(EXCERPTED PASSAGE):
Circuit Arrangement for a Peltier Module

Abstract

A circuit arrangement for a Peltier module for use in a Peltier heat pump for a tumble dryer with the circuit arrangement including a Peltier module having at least one series arrangement of Peltier elements actuable by a DC voltage. Also included is a rectifier operatively associated with a power supply and at least one series arrangement of Peltier elements for producing a rectified DC voltage for use by said Peltier elements. The number of Peltier elements and the manufacturer type of Peltier elements are selected in a manner wherein the Peltier elements of the series arrangement are operated by actuating the series arrangement with the rectified power supply at an operating voltage that is suitable for the use of the Peltier module in a Peltier heat pump.

Description

The invention relates to a circuit arrangement for a Peltier module for use in a Peltier heat pump for a tumble dryer, in which the Peltier module includes at least one series arrangement consisting of Peltier elements, and each series arrangement can be actuated with DC voltage.

(ENTRIES PROVIDED):
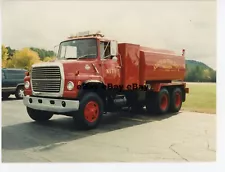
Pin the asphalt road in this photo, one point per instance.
(121, 137)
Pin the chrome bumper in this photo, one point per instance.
(52, 105)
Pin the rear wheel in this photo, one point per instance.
(19, 92)
(38, 115)
(159, 102)
(176, 100)
(90, 111)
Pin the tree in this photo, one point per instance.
(24, 59)
(5, 56)
(48, 59)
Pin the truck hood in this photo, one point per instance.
(83, 66)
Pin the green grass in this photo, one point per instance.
(201, 98)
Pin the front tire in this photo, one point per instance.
(39, 116)
(19, 92)
(5, 96)
(90, 111)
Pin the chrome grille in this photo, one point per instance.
(46, 79)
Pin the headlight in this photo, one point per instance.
(70, 85)
(27, 84)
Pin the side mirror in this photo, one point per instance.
(115, 58)
(113, 48)
(56, 48)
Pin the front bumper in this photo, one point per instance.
(50, 104)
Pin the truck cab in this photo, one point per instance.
(91, 76)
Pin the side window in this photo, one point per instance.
(105, 50)
(3, 75)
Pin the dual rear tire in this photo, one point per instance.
(165, 101)
(90, 111)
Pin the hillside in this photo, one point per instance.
(191, 64)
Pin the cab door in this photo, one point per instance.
(111, 69)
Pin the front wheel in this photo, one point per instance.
(5, 95)
(90, 111)
(19, 92)
(39, 116)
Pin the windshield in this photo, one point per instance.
(76, 49)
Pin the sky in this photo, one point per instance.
(171, 25)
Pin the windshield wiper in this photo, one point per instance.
(86, 55)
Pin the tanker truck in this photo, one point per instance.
(94, 75)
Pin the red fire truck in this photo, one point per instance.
(94, 75)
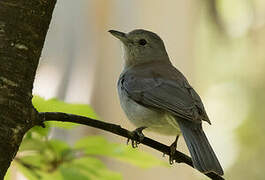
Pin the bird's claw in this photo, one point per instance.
(173, 148)
(137, 134)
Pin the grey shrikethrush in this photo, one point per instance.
(154, 94)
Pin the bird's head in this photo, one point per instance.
(141, 46)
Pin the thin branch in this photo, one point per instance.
(118, 130)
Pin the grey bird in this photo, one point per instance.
(154, 94)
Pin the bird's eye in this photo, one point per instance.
(142, 42)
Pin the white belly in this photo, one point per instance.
(156, 121)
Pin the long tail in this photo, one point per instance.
(202, 154)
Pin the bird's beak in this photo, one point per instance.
(120, 35)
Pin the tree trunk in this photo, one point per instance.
(23, 27)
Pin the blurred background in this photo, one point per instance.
(218, 44)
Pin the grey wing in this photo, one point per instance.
(176, 97)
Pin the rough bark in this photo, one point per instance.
(23, 27)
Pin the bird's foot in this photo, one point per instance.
(173, 148)
(137, 134)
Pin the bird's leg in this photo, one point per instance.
(173, 148)
(137, 134)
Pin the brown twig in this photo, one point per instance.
(118, 130)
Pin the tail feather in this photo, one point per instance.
(203, 156)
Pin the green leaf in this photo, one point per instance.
(54, 105)
(95, 145)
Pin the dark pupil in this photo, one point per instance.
(142, 42)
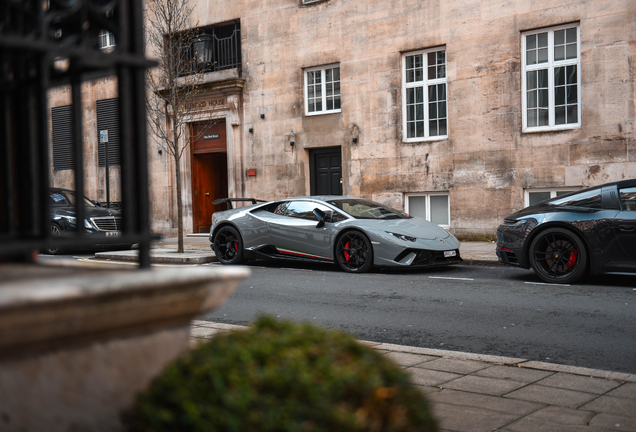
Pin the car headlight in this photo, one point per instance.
(402, 236)
(69, 219)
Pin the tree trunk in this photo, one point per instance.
(177, 166)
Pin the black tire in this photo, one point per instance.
(228, 246)
(55, 232)
(354, 252)
(557, 255)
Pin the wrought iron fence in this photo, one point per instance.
(49, 43)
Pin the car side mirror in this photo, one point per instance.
(321, 217)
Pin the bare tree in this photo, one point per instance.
(174, 84)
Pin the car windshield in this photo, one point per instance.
(364, 209)
(66, 199)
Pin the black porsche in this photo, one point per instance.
(562, 238)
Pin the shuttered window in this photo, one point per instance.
(62, 122)
(108, 120)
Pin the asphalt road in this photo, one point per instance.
(477, 309)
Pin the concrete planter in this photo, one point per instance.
(78, 343)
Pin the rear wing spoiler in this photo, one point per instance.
(229, 201)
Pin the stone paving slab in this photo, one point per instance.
(504, 394)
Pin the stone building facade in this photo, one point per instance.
(458, 111)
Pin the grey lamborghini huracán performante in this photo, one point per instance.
(355, 233)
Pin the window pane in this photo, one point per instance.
(559, 115)
(419, 130)
(432, 110)
(571, 94)
(532, 99)
(419, 111)
(443, 130)
(571, 70)
(432, 128)
(537, 197)
(532, 118)
(559, 96)
(439, 210)
(571, 35)
(417, 206)
(573, 115)
(559, 76)
(531, 80)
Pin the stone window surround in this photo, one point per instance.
(324, 95)
(554, 192)
(428, 196)
(425, 84)
(550, 65)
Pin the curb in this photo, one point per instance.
(458, 355)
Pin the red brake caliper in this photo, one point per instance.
(573, 256)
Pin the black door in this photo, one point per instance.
(326, 171)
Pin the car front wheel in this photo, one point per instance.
(228, 246)
(558, 256)
(354, 252)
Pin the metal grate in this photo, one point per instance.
(109, 223)
(45, 44)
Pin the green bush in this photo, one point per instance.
(280, 376)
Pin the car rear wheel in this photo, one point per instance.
(354, 252)
(55, 232)
(558, 256)
(228, 246)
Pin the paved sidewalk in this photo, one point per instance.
(197, 250)
(474, 393)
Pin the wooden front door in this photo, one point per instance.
(325, 171)
(209, 172)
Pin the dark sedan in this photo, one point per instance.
(99, 223)
(563, 238)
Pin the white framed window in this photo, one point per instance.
(424, 95)
(534, 196)
(106, 39)
(322, 90)
(434, 207)
(551, 78)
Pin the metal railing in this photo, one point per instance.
(47, 44)
(218, 54)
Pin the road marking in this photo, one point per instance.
(544, 283)
(441, 277)
(134, 263)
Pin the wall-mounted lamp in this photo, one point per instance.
(355, 133)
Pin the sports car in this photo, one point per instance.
(561, 239)
(355, 233)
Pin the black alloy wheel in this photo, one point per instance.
(354, 252)
(55, 232)
(558, 255)
(228, 246)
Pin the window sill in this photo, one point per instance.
(551, 129)
(424, 141)
(322, 113)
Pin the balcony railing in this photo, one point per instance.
(211, 53)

(TASK OBJECTIVE): Translate this sentence from the Peltier module passage into Spanish: "Also included is a rectifier operatively associated with a power supply and at least one series arrangement of Peltier elements for producing a rectified DC voltage for use by said Peltier elements." Use only the Peltier module passage, not the items.

(COMPLETED EXERCISE): También se incluye un rectificador asociado operativamente a una fuente de alimentación y a al menos una disposición en serie de elementos Peltier para producir una tensión continua rectificada destinada a ser utilizada por dichos elementos Peltier.